Extracted records:
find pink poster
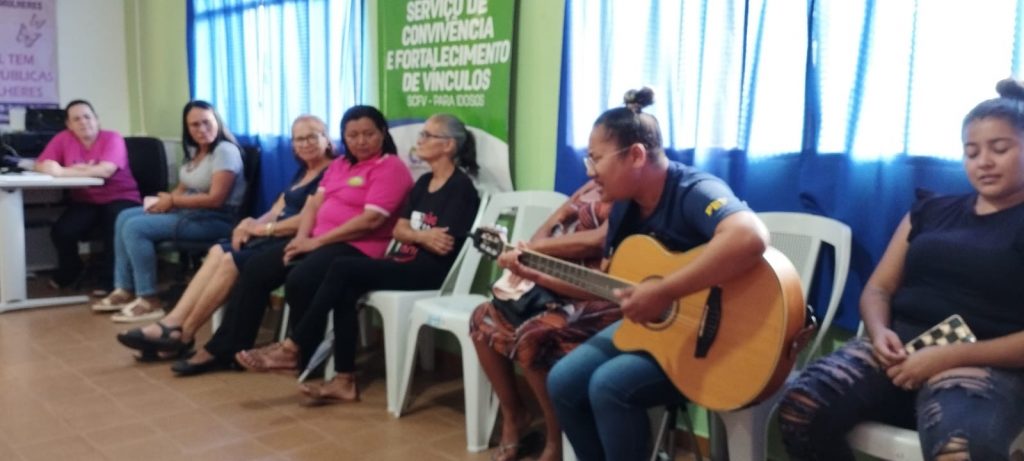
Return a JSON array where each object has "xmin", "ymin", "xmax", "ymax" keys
[{"xmin": 0, "ymin": 0, "xmax": 58, "ymax": 125}]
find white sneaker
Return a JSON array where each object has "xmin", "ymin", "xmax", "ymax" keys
[{"xmin": 111, "ymin": 298, "xmax": 165, "ymax": 323}]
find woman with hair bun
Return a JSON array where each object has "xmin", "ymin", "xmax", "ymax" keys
[
  {"xmin": 530, "ymin": 87, "xmax": 769, "ymax": 460},
  {"xmin": 235, "ymin": 113, "xmax": 481, "ymax": 404},
  {"xmin": 776, "ymin": 80, "xmax": 1024, "ymax": 460}
]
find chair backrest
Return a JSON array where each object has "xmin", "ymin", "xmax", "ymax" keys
[
  {"xmin": 441, "ymin": 190, "xmax": 568, "ymax": 296},
  {"xmin": 757, "ymin": 212, "xmax": 852, "ymax": 364},
  {"xmin": 238, "ymin": 144, "xmax": 262, "ymax": 220},
  {"xmin": 124, "ymin": 136, "xmax": 169, "ymax": 198}
]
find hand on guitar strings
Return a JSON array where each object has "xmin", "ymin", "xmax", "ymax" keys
[
  {"xmin": 614, "ymin": 279, "xmax": 674, "ymax": 324},
  {"xmin": 497, "ymin": 242, "xmax": 543, "ymax": 283}
]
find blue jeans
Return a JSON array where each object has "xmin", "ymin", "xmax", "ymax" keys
[
  {"xmin": 778, "ymin": 338, "xmax": 1024, "ymax": 460},
  {"xmin": 113, "ymin": 206, "xmax": 233, "ymax": 296},
  {"xmin": 547, "ymin": 320, "xmax": 687, "ymax": 461}
]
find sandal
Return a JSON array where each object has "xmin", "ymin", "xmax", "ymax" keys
[
  {"xmin": 110, "ymin": 298, "xmax": 165, "ymax": 323},
  {"xmin": 235, "ymin": 342, "xmax": 298, "ymax": 372},
  {"xmin": 117, "ymin": 322, "xmax": 194, "ymax": 361},
  {"xmin": 90, "ymin": 289, "xmax": 135, "ymax": 312},
  {"xmin": 491, "ymin": 442, "xmax": 520, "ymax": 461}
]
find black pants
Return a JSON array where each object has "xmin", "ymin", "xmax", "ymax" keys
[
  {"xmin": 203, "ymin": 240, "xmax": 364, "ymax": 361},
  {"xmin": 50, "ymin": 200, "xmax": 138, "ymax": 289},
  {"xmin": 289, "ymin": 256, "xmax": 448, "ymax": 373}
]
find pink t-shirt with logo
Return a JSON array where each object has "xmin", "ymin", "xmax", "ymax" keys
[
  {"xmin": 37, "ymin": 130, "xmax": 141, "ymax": 204},
  {"xmin": 311, "ymin": 154, "xmax": 413, "ymax": 258}
]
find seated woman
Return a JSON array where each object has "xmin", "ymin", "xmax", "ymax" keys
[
  {"xmin": 34, "ymin": 100, "xmax": 141, "ymax": 293},
  {"xmin": 776, "ymin": 81, "xmax": 1024, "ymax": 460},
  {"xmin": 544, "ymin": 88, "xmax": 769, "ymax": 461},
  {"xmin": 234, "ymin": 113, "xmax": 481, "ymax": 404},
  {"xmin": 469, "ymin": 179, "xmax": 619, "ymax": 461},
  {"xmin": 172, "ymin": 105, "xmax": 413, "ymax": 376},
  {"xmin": 91, "ymin": 100, "xmax": 246, "ymax": 323},
  {"xmin": 114, "ymin": 114, "xmax": 334, "ymax": 359}
]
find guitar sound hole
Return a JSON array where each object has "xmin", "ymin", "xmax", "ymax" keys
[{"xmin": 644, "ymin": 301, "xmax": 678, "ymax": 331}]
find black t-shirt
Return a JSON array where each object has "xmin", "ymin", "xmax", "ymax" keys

YOUR INSTRUCTIONS:
Transcribe exactly, please, the lines from the one with "find black t-shirt" to the last line of the entries above, ends included.

SOLUTION TO THIS TASK:
find black t-shirt
Return a JSON array where each object has "xmin", "ymin", "xmax", "ymax" keys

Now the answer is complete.